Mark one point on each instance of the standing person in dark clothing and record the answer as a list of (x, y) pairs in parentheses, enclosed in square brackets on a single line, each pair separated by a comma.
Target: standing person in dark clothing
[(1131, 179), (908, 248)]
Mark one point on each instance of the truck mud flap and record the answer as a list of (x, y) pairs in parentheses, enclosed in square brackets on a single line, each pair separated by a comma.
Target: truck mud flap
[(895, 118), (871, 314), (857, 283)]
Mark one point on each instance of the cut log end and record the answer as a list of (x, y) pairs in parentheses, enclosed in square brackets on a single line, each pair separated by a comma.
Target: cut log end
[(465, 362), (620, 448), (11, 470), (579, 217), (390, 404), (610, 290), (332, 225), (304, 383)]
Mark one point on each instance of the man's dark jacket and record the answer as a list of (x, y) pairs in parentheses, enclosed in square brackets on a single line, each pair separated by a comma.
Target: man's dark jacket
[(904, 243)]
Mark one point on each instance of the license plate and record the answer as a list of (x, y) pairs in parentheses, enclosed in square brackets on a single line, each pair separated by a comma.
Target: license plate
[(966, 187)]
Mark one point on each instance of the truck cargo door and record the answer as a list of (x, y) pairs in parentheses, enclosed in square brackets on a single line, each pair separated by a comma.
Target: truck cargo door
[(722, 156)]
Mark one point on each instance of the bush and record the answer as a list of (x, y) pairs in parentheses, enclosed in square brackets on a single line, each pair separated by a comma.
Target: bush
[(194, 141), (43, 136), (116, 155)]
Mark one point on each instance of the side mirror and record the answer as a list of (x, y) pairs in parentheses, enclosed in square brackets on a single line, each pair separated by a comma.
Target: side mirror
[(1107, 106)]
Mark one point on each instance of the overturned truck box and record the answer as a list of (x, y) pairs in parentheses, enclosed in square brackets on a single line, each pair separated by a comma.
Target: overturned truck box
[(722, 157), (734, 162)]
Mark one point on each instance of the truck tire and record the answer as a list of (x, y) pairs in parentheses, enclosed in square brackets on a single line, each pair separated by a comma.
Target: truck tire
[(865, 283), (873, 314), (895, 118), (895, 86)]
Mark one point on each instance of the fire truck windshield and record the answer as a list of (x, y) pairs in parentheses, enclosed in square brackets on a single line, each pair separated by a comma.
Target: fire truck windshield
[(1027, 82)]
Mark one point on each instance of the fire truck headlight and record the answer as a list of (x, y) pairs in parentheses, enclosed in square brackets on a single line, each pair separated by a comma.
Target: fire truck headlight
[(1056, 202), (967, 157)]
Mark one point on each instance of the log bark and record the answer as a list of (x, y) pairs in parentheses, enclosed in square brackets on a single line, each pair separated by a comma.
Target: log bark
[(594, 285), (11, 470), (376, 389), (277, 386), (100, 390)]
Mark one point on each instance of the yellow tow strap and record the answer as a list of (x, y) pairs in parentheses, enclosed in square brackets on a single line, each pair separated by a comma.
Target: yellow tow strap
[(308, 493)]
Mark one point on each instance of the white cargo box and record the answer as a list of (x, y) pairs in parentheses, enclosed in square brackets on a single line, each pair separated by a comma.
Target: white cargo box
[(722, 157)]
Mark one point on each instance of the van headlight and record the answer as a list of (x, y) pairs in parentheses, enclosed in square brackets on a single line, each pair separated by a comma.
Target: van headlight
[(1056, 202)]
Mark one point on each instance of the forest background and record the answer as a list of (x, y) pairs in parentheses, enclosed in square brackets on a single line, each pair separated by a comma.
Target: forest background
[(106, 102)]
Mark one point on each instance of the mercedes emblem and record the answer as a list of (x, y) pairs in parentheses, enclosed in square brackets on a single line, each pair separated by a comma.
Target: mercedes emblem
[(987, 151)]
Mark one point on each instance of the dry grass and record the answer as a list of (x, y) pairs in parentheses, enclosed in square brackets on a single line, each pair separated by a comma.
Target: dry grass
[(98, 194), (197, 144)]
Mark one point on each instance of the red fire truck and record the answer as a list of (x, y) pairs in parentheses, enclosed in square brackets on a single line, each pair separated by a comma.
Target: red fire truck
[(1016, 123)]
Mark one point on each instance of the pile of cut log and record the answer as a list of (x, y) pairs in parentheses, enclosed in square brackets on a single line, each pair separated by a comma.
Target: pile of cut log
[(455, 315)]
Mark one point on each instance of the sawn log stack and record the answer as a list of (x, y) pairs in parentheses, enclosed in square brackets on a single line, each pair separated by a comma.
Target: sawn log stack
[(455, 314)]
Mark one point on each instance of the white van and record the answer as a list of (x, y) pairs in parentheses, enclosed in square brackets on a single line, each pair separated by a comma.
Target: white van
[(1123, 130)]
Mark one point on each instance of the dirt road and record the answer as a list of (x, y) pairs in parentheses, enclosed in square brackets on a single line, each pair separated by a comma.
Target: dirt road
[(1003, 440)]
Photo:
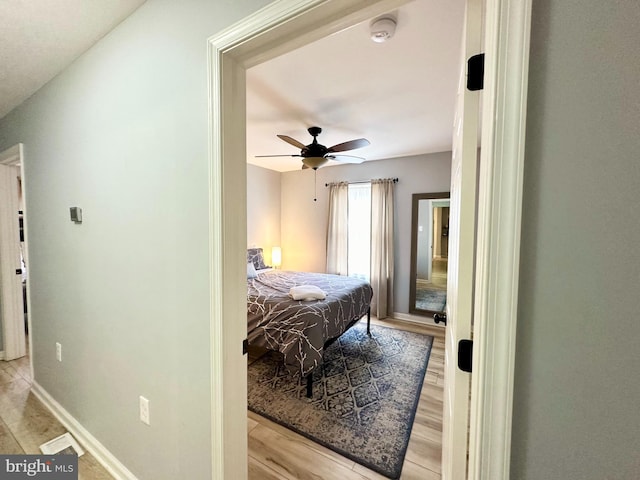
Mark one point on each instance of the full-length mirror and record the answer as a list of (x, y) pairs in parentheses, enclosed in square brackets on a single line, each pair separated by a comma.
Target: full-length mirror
[(429, 252)]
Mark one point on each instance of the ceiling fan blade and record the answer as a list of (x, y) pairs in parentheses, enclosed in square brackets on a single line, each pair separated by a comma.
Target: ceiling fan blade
[(351, 145), (292, 141), (345, 158), (265, 156)]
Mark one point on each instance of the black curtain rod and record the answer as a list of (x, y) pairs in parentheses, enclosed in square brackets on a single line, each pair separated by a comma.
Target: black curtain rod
[(395, 180)]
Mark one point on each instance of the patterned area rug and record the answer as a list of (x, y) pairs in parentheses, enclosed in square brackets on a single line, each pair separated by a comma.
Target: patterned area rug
[(431, 299), (364, 398)]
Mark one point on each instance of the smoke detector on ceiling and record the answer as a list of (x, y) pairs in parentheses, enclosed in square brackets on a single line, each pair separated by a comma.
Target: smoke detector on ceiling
[(383, 29)]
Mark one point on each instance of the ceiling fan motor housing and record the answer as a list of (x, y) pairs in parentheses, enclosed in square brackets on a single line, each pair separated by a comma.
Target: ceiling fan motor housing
[(314, 149)]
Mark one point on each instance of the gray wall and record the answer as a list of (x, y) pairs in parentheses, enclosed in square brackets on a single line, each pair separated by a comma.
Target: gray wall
[(122, 133), (304, 221), (263, 209), (576, 412)]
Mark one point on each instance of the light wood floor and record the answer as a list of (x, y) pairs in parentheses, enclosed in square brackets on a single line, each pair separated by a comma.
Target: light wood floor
[(25, 423), (274, 451), (278, 453)]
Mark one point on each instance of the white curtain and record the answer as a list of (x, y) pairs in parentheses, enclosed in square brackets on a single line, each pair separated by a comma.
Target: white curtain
[(382, 247), (338, 229)]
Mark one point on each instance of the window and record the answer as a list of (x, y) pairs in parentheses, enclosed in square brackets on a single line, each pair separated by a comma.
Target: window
[(359, 231)]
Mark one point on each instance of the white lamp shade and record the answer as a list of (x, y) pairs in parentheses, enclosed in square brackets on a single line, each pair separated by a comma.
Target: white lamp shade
[(276, 256)]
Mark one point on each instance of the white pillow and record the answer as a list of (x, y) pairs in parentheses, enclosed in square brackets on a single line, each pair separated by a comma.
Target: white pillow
[(251, 270)]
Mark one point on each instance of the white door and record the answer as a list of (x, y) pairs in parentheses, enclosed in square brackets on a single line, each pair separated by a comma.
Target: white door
[(461, 257), (11, 301)]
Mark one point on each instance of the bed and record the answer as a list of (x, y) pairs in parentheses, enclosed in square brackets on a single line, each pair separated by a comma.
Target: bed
[(300, 329)]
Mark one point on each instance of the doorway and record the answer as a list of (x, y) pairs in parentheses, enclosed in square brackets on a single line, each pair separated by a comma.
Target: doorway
[(283, 26), (13, 255)]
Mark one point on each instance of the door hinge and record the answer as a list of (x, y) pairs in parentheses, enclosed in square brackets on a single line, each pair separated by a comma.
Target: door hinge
[(475, 72), (465, 355)]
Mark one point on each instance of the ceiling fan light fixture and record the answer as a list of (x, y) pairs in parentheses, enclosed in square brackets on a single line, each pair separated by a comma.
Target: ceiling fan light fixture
[(383, 29), (314, 162)]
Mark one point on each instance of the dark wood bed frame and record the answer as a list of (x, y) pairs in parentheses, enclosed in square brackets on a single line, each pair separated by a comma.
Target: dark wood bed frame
[(330, 341)]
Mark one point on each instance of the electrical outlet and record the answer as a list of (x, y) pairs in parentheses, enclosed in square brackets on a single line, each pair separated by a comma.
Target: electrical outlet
[(144, 410)]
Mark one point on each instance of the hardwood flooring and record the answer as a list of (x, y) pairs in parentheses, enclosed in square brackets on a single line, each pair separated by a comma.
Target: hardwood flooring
[(278, 453), (25, 423), (275, 453)]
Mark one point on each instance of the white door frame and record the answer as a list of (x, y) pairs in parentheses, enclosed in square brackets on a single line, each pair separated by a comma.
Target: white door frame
[(13, 334), (288, 24)]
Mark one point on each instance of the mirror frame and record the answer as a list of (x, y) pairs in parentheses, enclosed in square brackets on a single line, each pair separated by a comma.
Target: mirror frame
[(415, 202)]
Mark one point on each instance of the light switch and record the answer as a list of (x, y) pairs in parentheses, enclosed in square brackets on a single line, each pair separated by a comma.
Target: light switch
[(76, 214)]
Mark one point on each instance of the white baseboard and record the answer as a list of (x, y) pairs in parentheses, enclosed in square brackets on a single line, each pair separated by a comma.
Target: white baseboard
[(82, 435), (407, 317)]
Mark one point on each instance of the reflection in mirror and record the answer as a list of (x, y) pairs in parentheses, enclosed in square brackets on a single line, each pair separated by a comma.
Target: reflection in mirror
[(429, 253)]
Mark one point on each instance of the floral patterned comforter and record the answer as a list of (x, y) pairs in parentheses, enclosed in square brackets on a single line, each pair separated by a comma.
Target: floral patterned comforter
[(296, 328)]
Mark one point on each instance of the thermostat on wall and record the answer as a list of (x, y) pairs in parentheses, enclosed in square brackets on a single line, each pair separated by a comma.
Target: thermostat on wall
[(76, 214)]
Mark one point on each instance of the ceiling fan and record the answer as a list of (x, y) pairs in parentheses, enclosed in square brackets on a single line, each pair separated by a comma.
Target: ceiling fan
[(315, 155)]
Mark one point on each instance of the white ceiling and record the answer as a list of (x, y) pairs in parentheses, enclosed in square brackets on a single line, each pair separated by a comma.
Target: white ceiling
[(399, 94), (40, 38)]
========================================
▶ What you have to do: Up to and including the line with "Mark one point on each instance of the man's", repeat the entries exactly, beginning at their first line.

▶ Answer box:
Mark one point on each instance of the standing person in dark clothing and record the answer as a list of (x, y) pairs in parentheses, enclosed in square brackets on a single line, each pair separated by a comma.
Target: standing person in dark clothing
[(1131, 179), (908, 248)]
Mark one point on each instance of the truck mud flap and record the answer as a list of (x, y) pairs in parentheses, enclosed in square brackets on a single line, each pair separated by a comma.
Target: truck mud flap
[(895, 118), (871, 314), (857, 283)]
Mark one point on each instance of the cut log end and record the answer as a list of (x, y) pairs in parentheses, enclosed in square brackets on a single line, each pair separated by a comma.
Target: cut log end
[(465, 362), (620, 448), (11, 470), (579, 217), (390, 404), (610, 290), (332, 225), (304, 383)]
Mark one point on each instance of the man's dark jacket and record the answer as a list of (x, y) pairs in parentheses, enclosed in square brackets on a single line, each pair separated by a comma.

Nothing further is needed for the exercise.